◆ WHAT YOU ARE ASKED TO DO:
Take the data that follows and retype it word for word.

◆ WORKING DATA:
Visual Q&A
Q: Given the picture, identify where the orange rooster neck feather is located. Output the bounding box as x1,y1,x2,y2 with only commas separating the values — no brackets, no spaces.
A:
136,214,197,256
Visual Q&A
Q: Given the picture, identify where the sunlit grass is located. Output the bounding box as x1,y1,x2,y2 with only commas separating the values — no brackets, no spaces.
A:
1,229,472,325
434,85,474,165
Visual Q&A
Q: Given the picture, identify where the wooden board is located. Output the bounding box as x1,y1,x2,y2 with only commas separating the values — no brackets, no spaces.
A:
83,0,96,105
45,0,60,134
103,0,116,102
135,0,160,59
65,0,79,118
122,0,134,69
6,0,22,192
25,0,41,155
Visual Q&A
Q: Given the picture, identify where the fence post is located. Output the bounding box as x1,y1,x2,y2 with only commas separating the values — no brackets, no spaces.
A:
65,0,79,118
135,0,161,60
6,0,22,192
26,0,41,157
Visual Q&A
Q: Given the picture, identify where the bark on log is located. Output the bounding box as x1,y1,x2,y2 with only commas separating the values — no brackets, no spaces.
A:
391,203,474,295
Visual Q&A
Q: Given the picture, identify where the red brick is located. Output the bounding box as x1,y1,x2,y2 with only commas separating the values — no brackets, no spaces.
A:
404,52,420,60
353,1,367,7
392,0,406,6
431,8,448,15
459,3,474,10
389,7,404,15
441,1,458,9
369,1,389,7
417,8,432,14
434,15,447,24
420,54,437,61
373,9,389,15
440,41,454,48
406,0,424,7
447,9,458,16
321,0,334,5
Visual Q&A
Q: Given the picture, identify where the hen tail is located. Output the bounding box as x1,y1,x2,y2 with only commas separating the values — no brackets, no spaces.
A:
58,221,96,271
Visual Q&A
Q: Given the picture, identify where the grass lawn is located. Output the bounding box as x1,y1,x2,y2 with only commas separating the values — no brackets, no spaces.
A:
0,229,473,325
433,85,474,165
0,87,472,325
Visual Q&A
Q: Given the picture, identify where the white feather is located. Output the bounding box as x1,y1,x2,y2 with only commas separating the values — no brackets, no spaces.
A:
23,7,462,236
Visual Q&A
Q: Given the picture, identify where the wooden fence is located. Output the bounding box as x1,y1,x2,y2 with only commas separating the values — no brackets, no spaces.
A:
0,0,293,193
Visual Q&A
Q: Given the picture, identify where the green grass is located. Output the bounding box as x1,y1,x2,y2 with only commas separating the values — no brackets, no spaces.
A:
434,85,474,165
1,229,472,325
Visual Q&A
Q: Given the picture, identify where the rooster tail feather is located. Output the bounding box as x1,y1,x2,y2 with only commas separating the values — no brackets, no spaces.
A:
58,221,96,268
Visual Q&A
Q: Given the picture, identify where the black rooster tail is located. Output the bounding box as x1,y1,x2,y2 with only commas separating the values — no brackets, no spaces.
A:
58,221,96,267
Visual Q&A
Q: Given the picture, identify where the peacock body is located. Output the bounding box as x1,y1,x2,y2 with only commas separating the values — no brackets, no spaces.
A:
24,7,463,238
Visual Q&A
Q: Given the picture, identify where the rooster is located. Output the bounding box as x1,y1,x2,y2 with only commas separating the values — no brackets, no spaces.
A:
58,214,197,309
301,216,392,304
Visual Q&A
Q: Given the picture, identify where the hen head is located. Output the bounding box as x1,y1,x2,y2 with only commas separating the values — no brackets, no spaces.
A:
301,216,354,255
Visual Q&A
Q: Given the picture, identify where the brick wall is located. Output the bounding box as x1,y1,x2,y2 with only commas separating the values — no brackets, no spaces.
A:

◆ OUTPUT OF THE EXERCISE:
Visual Q&A
Q: Given the picture, identify where the orange rooster neck feather is located. Output the bounding box as x1,y1,x2,y2 with only commas separating the values — no brackets, no spaces.
A:
136,214,197,256
Visual Q&A
Q: Given the picture, identify where the sunlit grass is located. Output the bounding box as x1,y1,x2,y2 with only commas separating the values — no brackets, no spaces.
A:
1,229,472,325
434,85,474,165
Visual Q&A
Q: Given the picture, identify where the wooden board is located. Output the bounding box as x1,y1,x2,y2 with only commas separating the values — no brackets, no spaces.
A:
83,0,96,105
45,0,60,134
103,0,116,102
135,0,160,59
65,0,79,118
122,0,134,69
6,0,22,192
25,0,41,155
Visual Q&A
Q: Given the picture, identify where the fence post is located. Output the bounding box as x1,y1,x2,y2 with only commas separating the values — no brackets, no spaces.
A:
65,0,79,118
135,0,161,60
6,0,22,192
26,0,41,157
Visual Q&A
Q: Given the picture, identify where the bark on log is located. Output the bounding box as x1,y1,x2,y2 with only commas separating the values — no brackets, no spaces.
A:
391,203,474,295
Visual Q&A
Q: Given the picture, identify where the red brick is located. Output the bounding box as x1,y1,x2,y2 with only commas separating the values — no brackets, no spaces.
A:
404,52,420,60
353,1,367,7
392,0,406,6
431,8,448,15
459,3,474,10
389,7,404,15
441,1,458,9
369,1,389,7
417,8,432,14
434,15,447,24
420,54,437,61
373,9,389,15
440,41,454,48
406,0,424,7
447,9,458,16
321,0,334,5
Visual Q&A
Q: Given the picture, identify where the hen tail is located. Output the bounding box as x1,y1,x2,y2 with only commas separating the values — no brackets, no spaces.
A:
58,221,96,271
Visual Q&A
Q: Given the picture, identify where the grass lawn is located. Output the bounding box as x1,y1,x2,y2 with only commas separating the values — no brackets, no spaces.
A:
0,229,473,325
433,85,474,165
0,87,472,325
Visual Q&A
Q: Given the picture, identify where the white feather is located. Output the bounding box as x1,y1,x2,y2 with only commas separating the values — no brackets, no spaces.
A:
23,7,462,236
Visual Q&A
Q: Given the picture, identify where the wooden fence is located. Output the bounding box as x1,y1,x2,y2 with only commas separating the values — no brackets, no spaces.
A:
0,0,293,193
Visual Q&A
Q: Given the picture, identify where the green grass is located. Output the bounding box as x1,y1,x2,y2 with only commas separating the values — no brackets, no spaces.
A:
434,85,474,165
1,229,472,325
Visual Q&A
Q: Given the picture, identify where the rooster tail feather is located. Output the bounding box as x1,y1,x2,y2 with only commas separating the values — no brackets, no spaces.
A:
58,221,96,268
Visual Q&A
Q: Given the picture, identify where the black rooster tail is located. Output the bounding box as x1,y1,x2,y2 with only commas separating the values — no brackets, no spaces.
A:
58,221,96,267
Visual Q&A
Q: Given the picture, identify where the peacock body is located. Output the bounding box as x1,y1,x2,y2 with only commas separating the values — no brackets, no spaces.
A:
24,7,463,238
Visual Q&A
Q: Given the picture, identify where the rooster is located. Output the bounding box as x1,y1,x2,y2 with only commas separating the values — no brackets, no spaces.
A:
58,214,197,309
301,216,392,304
Visual Q&A
Q: Given the picture, identify where the hen head is located. Output the bounding box as x1,y1,x2,y2 with only commas separating the values — no brackets, no spaces.
A:
301,216,354,255
Visual Q&A
Q: Given the picture, identify where the brick wall is located. Output the bounding box as x1,y1,x2,y2 with only commas separating the values — no brackets, no spaces.
A:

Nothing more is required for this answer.